## WHAT IS REQUIRED
Everything from the line containing "Target: taxi" through the end of the entries should be output exactly; nothing before it is wanted.

*** SUPPLIED MATERIAL ***

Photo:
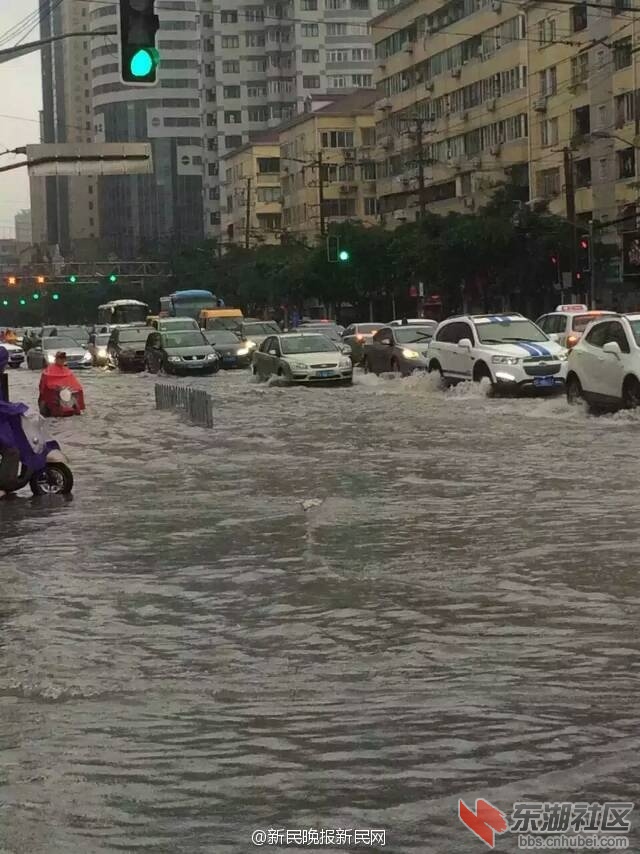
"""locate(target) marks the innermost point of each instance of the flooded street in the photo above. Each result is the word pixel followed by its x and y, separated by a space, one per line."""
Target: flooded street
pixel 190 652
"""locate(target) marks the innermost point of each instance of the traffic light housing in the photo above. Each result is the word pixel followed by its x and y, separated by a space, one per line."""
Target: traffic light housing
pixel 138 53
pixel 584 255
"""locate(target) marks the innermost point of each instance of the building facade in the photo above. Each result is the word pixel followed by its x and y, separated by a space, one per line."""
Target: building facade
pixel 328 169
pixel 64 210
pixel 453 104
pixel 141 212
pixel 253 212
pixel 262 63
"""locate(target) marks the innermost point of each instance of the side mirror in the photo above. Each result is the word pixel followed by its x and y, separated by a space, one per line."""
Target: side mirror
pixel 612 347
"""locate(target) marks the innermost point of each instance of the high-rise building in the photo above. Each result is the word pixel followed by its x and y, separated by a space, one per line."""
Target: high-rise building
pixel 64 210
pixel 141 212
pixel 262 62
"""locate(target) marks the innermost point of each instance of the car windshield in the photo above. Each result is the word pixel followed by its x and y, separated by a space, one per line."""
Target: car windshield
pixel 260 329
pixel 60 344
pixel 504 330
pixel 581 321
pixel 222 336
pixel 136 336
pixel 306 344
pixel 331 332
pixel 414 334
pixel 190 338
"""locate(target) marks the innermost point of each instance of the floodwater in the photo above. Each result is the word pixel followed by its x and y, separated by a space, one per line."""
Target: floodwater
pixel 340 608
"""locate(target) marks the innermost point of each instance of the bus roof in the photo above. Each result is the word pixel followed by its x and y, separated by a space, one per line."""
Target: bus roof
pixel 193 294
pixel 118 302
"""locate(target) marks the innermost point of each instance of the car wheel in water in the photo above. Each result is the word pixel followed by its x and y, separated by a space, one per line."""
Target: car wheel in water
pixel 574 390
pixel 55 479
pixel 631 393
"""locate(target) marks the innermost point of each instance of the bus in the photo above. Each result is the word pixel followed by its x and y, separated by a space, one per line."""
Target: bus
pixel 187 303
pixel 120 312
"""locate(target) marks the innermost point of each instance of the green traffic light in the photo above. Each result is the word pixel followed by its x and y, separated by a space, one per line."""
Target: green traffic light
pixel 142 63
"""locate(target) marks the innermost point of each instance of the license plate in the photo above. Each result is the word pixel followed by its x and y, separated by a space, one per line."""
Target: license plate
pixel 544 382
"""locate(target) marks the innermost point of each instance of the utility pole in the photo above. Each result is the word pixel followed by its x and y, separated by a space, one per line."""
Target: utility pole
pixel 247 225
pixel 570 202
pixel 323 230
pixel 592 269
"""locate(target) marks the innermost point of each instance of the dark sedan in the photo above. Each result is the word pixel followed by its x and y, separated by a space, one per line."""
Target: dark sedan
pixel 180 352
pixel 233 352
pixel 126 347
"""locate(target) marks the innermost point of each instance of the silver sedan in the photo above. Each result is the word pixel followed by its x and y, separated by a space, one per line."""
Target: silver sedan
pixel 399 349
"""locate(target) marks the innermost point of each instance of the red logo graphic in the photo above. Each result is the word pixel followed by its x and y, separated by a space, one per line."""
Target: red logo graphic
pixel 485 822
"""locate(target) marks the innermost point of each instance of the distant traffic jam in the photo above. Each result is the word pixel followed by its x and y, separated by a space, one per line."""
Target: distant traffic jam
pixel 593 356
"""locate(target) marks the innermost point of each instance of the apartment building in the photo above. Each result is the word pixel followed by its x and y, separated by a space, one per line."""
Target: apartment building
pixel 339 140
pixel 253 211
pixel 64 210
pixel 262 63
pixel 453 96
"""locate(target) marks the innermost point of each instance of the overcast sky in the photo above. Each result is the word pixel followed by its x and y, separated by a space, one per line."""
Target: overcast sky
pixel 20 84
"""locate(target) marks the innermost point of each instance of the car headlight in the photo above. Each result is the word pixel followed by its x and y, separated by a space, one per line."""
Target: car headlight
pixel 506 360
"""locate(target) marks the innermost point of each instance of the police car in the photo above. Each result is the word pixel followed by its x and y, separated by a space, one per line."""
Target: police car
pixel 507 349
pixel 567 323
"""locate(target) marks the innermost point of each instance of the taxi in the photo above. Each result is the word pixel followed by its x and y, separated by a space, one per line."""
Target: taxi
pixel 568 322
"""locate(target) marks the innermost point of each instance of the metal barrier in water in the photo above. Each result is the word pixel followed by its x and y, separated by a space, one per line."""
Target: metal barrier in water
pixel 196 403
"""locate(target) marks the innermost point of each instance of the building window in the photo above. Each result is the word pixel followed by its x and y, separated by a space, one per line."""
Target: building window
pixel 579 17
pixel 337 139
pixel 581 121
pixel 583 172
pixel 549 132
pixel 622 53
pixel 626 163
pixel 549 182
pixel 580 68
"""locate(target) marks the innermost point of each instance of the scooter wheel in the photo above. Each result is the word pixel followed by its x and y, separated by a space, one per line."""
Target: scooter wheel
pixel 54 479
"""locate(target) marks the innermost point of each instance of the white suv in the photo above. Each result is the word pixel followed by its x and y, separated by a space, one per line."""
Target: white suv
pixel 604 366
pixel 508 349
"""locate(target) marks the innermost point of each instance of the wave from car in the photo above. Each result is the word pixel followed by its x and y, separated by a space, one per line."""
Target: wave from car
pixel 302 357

*** End of SUPPLIED MATERIAL ***

## ANSWER AREA
Target: taxi
pixel 568 322
"""locate(target) marks the innermost point of each instance of the metal barrier in water in the photo above. Each result is the word pixel followed by its x and y, separated by a space, one per line."""
Target: metal barrier in water
pixel 196 403
"""locate(target) marks the innermost point of each instance of the building window in the photo above. Each result is the word pixel followed by its x and y, separated by a space, one per line."""
Target: building window
pixel 579 17
pixel 337 139
pixel 581 121
pixel 583 172
pixel 549 132
pixel 622 53
pixel 626 163
pixel 549 182
pixel 580 68
"""locate(target) marks the innermost point of each instance of the scooter wheel in the photo above. Each result is the word pixel followed by its x and y, separated by a space, one per line."""
Target: scooter wheel
pixel 54 479
"""locate(target) marks the innermost point of each instance of the white suv in the photo above. Each result is the word pixel followed by its x and y, separated by a space, one per line."""
Target: white suv
pixel 604 366
pixel 508 349
"""locate(target) marks the innermost point of each instance of the wave from car in the photo above. Each result is the word pixel followed by its x and y, separated by a space, one per line."""
Target: wave from car
pixel 302 357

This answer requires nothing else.